• Extract:
******************************
The final season of Curb is, in almost every way that matters, just like all the other seasons of Curb. The main inciting incident of the new season is that Larry inadvertently becomes a civil rights hero after he gets arrested for handing a Black woman a bottle of water while she waits in line to vote in Georgia. Tied in with that is an open letter to the owner of the golf club from a “disgruntled” member; Larry’s struggle to break up with his girlfriend, Irma (Tracey Ullman); a psychologist and a urologist with thin walls; an old bit about a massage therapist; and a whole rigmarole about the dying wishes of a guy Larry barely knows. To say that this is all par for the course is not necessarily to criticize it. (Though this is by no means the show’s most inspired collection.) One of the virtues of Curb has always been its formal consistency, which morphed, over time, into familiarity. Each episode is built with such careful attention and predictably perfect rhythm, it’s possible to watch this show about mortifying social encounters and walk away from the couch feeling comforted. 

And it’s precisely that formulaic shape, that perfection of design, that’s allowed Curb to become great. Specifically, it’s allowed the show to become an institution. Larry’s counterintuitively sprawling in-universe friend group, paired with the intensely repetitive structure of each episode and season, has allowed dozens of actors to move in and out of the series, to stay for a moment or to never leave. Curb’s official meanness of spirit gave way to a tremendous generosity of design in TV comedy. This show about an abrasive prick also turns out to be a show about a sprawling, gregarious community of friends and rivals. As in all of HBO’s greatest hits from The Sopranos to Game of Thrones, every new face you meet might break your heart or piss you off.
******************************
• Records supplied:
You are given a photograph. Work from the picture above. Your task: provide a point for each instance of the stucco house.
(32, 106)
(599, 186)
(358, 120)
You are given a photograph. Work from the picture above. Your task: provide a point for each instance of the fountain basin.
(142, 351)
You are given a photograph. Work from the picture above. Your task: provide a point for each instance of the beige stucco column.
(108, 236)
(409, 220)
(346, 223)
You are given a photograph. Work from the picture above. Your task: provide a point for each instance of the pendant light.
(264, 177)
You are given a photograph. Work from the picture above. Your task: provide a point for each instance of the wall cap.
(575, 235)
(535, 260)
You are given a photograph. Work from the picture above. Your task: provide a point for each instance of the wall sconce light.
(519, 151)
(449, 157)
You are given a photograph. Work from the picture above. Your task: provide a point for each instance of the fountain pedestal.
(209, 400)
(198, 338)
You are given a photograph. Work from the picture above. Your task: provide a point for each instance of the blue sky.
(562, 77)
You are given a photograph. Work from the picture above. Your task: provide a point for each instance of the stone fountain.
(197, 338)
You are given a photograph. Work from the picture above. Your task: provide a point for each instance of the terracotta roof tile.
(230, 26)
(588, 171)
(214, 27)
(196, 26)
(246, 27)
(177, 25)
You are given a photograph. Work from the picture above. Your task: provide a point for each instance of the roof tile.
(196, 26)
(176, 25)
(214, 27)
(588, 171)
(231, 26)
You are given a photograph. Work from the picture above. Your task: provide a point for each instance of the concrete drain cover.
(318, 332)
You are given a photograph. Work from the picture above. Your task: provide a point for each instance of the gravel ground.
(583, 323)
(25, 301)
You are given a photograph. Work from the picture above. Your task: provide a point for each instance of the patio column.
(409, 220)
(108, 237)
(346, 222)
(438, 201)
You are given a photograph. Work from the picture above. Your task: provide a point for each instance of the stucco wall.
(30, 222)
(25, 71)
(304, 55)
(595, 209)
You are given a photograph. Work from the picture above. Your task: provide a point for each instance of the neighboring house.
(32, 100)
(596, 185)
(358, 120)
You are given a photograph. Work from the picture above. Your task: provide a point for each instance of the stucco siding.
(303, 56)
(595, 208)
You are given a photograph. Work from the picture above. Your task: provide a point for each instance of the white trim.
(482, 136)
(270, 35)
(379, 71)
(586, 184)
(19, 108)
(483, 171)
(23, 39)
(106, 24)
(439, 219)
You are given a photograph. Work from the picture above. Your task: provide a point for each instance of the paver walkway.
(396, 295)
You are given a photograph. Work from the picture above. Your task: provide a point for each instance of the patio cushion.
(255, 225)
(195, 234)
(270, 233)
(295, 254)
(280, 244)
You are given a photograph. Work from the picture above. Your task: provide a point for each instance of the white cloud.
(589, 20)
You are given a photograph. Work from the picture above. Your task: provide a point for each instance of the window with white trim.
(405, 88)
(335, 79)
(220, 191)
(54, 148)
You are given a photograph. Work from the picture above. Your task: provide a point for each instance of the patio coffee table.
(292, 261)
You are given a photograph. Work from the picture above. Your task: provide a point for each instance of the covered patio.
******************************
• Requirement 1: Please reproduce the passage of the Curb review that begins at the words "And it’s precisely" and stops after the words "piss you off.".
• Requirement 2: According to the Curb review, what does Larry get arrested for?
• Requirement 3: Resume the Curb review, writing on from its final sentence.
The items have nothing to do with the Curb review.

• Task output 1:
And it’s precisely that formulaic shape, that perfection of design, that’s allowed Curb to become great. Specifically, it’s allowed the show to become an institution. Larry’s counterintuitively sprawling in-universe friend group, paired with the intensely repetitive structure of each episode and season, has allowed dozens of actors to move in and out of the series, to stay for a moment or to never leave. Curb’s official meanness of spirit gave way to a tremendous generosity of design in TV comedy. This show about an abrasive prick also turns out to be a show about a sprawling, gregarious community of friends and rivals. As in all of HBO’s greatest hits from The Sopranos to Game of Thrones, every new face you meet might break your heart or piss you off.

• Task output 2: Handing a Black woman a bottle of water while she waits in line to vote in Georgia.

• Task output 3:
If SNL has been an institution that nurtures young talent, Curb has been an institution that provides a home—permanent or passing—for old talent. Comedians and actors who no longer have their own popular vehicles, are between projects, or perhaps never had one that was worthy of them, have thrived in Larry’s system. Susie Essman, J.B. Smoove, Ted Danson, Jason Alexander, Bob Einstein, Wanda Sykes, Jon Hamm, Michael J. Fox, Annie Mumulo—all of these talents got a spotlight on Curb when they were without spotlights elsewhere. A friend recently pointed out how incredibly well the show integrates famous people playing thinly fictionalized versions of themselves and famous actors playing entirely new characters. Think of how many of the loving memorial clips of Richard Lewis that circulated online after his passing this year were clips from Curb, Lewis playing himself brilliantly. And think, on the other hand, of Tracey Ullman, long one of the most ingenious and respected comics in the world, creating a bespoke human being for her friend Larry David. Her Irma Kostroski—introduced last season and carried over into this one—is a tour de force, not just a funny voice, but a layered symphony of awfulness. Ullman’s nearly unrecognizable, but her character feels as real as Richard Lewis. It’s maybe the best single performance this show has produced. Curb should win some sort of award for just letting Tracey Ullman thrive like this. 

Curb won’t end with the epic sweep or hard-won insights of its peers in HBO’s turn-of-the-century gallery of antiheroes. It likely won’t shock us or reveal any hidden truth. This show’s achievement is something it’s already handily achieved, episode after episode, year after year. What will you think of for the rest of your life when you hear that tuba hit? You’ll conjure, in your mind, that unnameable, unbearable, unpredictable, incredibly predictable feeling of being caught up in the lives of other people. It’s a bad feeling, but that’s sometimes what it’s like to live in a society. I’m not saying Curb Your Enthusiasm was ultimately an optimistic exercise, or even a positive one, on balance. But Larry saw the world with something more than cynicism, or simple annoyance. The show understood something terrible and maddening and wonderful and true about being alive. It was a wonder. You know what I’m saying?